Consegna:
Cita testualmente le righe dell'elenco qui sotto, dalla riga con "Study the scene above and determine whether any building" alla riga con "xmin=593 ymin=29 xmax=767 ymax=165", entrambe incluse.

Elenco mostrato:
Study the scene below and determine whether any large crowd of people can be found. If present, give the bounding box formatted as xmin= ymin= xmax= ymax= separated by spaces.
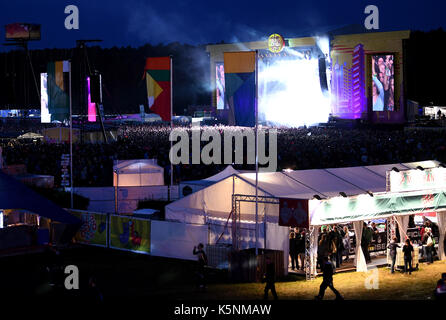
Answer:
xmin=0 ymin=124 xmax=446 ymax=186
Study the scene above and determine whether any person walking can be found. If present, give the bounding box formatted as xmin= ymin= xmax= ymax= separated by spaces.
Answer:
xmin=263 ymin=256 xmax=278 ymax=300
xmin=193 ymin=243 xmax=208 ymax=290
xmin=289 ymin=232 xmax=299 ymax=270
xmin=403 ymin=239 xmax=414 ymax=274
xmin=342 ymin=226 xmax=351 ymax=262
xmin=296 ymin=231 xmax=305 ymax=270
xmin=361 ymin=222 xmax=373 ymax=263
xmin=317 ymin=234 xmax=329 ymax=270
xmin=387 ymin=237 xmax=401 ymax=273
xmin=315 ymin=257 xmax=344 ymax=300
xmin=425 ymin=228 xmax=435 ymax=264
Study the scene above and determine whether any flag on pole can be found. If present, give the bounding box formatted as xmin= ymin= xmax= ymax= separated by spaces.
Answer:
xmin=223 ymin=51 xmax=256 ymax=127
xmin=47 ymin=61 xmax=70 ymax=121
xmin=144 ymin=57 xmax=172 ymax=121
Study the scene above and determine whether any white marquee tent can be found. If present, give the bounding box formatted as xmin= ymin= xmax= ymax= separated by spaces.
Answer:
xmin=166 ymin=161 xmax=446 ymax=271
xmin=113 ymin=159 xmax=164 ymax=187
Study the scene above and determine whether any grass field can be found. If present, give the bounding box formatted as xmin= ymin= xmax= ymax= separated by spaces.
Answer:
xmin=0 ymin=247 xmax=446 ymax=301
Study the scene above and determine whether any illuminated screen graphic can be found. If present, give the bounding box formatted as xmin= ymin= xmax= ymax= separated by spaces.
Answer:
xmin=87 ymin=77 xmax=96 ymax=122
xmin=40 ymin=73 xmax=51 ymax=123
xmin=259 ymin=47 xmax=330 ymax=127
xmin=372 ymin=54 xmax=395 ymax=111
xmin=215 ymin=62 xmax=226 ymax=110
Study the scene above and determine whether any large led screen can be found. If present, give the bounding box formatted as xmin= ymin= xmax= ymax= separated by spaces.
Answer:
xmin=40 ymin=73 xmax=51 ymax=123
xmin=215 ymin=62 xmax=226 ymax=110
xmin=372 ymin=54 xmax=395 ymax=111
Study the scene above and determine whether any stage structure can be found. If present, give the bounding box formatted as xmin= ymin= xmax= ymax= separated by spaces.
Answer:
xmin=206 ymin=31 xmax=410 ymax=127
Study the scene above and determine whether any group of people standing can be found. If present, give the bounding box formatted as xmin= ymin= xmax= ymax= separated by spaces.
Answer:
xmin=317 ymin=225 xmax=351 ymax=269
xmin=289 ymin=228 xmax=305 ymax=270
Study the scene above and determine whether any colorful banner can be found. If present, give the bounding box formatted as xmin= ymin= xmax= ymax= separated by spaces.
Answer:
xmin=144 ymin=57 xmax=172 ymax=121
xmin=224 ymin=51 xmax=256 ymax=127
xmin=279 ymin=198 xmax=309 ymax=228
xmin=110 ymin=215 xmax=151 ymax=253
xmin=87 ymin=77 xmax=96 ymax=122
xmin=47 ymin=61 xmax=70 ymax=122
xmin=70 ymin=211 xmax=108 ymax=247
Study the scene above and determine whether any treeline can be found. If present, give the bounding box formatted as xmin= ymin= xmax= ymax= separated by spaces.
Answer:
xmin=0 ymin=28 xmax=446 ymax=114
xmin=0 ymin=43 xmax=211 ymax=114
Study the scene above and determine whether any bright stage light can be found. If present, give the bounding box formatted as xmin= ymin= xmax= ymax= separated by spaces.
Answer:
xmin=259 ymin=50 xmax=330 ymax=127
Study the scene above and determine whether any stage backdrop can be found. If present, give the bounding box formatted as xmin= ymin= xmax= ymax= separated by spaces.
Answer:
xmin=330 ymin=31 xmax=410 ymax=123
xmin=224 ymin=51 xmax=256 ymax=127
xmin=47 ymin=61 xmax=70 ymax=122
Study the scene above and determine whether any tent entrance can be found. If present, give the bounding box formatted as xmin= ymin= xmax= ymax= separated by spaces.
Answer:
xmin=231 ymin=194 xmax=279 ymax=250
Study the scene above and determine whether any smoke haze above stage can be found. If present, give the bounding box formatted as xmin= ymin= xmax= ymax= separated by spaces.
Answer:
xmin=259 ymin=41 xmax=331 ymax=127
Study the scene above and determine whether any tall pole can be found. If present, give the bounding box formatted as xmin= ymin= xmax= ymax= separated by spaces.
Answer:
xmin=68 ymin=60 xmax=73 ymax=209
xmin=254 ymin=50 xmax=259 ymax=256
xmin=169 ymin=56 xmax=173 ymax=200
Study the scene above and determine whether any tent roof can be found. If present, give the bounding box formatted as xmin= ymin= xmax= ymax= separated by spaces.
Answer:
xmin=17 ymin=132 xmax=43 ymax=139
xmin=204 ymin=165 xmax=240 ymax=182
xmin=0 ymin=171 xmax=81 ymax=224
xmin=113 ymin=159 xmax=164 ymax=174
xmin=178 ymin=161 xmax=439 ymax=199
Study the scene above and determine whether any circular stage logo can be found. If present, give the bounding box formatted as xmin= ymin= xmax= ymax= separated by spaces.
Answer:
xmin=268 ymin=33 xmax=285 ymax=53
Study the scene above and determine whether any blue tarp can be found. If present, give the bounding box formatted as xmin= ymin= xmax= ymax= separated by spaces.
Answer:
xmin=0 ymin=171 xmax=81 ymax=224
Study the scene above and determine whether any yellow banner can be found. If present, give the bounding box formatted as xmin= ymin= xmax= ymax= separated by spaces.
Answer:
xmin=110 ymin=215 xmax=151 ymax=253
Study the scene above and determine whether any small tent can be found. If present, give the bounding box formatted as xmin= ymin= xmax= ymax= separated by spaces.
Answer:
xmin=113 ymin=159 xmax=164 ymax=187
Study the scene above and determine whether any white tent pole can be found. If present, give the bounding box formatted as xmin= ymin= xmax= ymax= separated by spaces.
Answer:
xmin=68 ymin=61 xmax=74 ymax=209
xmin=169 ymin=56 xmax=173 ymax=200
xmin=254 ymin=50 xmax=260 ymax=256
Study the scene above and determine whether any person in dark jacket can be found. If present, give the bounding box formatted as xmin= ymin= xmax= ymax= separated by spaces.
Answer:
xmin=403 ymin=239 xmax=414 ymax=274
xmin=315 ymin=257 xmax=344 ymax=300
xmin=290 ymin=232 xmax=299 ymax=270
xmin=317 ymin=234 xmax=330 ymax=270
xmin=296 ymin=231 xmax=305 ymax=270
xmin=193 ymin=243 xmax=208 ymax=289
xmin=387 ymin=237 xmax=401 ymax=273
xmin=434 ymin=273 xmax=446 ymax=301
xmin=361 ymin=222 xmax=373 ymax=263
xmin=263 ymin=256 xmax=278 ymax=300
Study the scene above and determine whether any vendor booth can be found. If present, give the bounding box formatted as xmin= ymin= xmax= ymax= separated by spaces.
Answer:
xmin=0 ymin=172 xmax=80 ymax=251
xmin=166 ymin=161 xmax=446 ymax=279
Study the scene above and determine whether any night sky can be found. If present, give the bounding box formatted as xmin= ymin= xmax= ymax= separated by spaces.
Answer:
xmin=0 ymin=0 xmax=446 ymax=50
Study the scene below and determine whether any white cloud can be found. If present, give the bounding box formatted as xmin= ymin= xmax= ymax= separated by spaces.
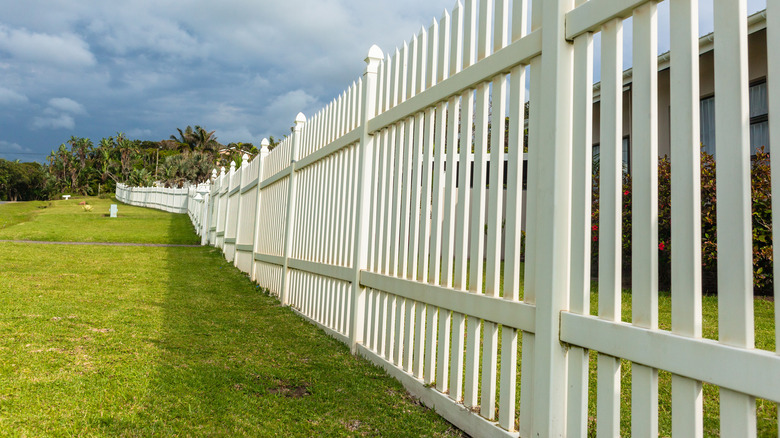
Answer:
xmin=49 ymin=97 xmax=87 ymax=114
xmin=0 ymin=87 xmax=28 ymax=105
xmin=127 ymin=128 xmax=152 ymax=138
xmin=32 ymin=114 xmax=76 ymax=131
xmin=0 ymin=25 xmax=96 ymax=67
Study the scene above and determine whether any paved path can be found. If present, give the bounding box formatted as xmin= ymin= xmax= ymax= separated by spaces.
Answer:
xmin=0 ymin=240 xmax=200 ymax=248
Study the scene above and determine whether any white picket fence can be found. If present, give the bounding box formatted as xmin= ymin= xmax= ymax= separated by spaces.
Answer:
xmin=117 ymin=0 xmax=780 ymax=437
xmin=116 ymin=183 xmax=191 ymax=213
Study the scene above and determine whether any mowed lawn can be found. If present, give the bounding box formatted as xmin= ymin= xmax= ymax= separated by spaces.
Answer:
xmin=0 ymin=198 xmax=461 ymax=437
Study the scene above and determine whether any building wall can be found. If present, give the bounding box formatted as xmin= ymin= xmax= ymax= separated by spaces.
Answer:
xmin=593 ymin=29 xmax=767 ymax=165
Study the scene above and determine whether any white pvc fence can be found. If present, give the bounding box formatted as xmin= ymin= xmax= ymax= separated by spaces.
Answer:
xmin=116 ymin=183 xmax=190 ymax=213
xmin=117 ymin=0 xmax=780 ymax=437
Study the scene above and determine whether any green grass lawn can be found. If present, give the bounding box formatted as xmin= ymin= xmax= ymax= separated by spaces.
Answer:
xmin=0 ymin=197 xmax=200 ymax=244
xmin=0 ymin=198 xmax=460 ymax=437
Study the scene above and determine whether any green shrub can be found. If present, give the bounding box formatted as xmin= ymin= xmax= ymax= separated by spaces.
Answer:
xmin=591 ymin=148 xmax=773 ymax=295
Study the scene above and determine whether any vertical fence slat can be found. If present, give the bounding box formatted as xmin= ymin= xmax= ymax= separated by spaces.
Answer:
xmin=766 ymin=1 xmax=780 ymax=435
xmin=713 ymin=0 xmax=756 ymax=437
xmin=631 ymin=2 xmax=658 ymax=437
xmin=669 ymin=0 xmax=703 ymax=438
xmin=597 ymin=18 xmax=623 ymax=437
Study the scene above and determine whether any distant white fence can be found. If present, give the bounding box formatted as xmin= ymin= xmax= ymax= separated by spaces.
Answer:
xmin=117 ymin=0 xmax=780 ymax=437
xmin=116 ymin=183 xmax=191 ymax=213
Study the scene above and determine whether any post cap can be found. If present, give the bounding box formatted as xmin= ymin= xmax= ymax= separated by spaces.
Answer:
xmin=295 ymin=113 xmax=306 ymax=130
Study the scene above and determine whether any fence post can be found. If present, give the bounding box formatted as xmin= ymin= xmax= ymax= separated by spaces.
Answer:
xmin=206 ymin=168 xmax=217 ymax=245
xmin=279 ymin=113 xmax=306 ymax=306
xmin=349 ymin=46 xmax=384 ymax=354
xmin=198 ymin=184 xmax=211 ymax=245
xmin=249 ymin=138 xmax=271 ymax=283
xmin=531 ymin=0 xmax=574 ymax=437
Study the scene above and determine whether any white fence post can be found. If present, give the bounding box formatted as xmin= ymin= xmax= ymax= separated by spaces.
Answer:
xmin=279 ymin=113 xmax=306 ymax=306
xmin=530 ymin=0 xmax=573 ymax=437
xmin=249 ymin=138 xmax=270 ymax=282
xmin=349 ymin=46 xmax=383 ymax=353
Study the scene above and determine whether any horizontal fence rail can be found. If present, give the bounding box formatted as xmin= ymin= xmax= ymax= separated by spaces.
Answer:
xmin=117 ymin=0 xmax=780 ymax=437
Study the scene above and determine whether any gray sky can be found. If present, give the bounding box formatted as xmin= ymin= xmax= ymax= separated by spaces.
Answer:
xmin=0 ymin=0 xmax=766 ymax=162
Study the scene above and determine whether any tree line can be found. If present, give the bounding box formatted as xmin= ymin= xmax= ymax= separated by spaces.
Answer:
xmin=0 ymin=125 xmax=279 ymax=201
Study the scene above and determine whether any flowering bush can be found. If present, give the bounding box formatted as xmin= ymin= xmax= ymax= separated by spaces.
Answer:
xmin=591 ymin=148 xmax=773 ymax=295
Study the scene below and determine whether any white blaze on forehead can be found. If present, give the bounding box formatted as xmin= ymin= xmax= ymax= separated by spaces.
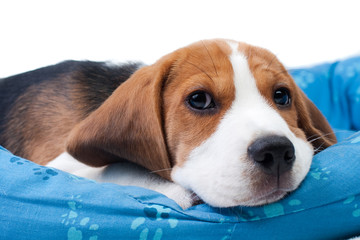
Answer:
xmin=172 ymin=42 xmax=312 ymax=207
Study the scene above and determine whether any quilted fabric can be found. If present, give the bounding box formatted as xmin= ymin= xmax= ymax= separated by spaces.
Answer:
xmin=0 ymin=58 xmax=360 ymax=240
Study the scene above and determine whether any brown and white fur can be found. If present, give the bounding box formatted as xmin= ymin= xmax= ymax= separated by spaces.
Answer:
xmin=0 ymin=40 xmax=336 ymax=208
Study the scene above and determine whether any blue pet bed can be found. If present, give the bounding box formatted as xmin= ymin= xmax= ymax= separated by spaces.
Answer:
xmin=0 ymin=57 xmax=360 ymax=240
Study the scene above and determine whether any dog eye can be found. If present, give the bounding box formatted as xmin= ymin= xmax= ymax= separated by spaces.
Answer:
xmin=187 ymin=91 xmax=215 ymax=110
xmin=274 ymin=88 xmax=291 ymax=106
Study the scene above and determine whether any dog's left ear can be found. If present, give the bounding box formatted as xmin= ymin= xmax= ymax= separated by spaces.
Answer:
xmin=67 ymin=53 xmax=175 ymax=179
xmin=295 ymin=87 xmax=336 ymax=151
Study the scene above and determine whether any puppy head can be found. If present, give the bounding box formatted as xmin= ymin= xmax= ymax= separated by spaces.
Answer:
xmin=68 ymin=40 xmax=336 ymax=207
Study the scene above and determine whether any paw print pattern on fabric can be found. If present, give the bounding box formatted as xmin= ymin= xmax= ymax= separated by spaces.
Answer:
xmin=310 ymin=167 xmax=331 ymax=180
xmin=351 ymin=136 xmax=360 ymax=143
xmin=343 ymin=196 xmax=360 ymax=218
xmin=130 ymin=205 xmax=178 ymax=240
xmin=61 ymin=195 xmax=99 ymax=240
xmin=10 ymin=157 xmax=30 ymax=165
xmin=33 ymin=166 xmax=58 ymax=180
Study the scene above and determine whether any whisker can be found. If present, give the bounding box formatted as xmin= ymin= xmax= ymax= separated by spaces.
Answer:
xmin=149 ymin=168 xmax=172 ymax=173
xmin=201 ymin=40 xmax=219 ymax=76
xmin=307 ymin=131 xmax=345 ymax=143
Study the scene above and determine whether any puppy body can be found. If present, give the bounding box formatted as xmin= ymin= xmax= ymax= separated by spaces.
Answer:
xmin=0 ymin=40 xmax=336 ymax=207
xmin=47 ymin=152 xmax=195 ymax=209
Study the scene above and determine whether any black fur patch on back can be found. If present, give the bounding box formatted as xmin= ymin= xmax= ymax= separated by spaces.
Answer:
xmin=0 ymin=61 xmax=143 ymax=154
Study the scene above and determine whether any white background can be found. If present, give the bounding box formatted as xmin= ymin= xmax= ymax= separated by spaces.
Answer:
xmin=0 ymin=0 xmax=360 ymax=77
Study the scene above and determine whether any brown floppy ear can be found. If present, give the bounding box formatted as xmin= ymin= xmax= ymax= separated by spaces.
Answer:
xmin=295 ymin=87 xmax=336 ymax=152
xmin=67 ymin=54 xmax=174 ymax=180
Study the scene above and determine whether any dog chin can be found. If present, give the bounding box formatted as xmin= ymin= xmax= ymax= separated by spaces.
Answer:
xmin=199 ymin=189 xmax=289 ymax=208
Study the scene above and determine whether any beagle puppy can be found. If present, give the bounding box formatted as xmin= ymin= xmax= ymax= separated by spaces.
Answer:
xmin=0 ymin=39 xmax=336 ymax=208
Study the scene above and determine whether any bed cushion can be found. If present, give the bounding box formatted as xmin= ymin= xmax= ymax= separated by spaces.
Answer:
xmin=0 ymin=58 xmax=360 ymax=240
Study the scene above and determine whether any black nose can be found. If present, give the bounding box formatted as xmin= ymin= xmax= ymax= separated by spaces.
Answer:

Soluzione completa:
Study the scene above and determine whether any building wall can be found. If present, give the bounding box formatted as xmin= ymin= xmax= ymax= separated by spaces.
Answer:
xmin=593 ymin=29 xmax=767 ymax=165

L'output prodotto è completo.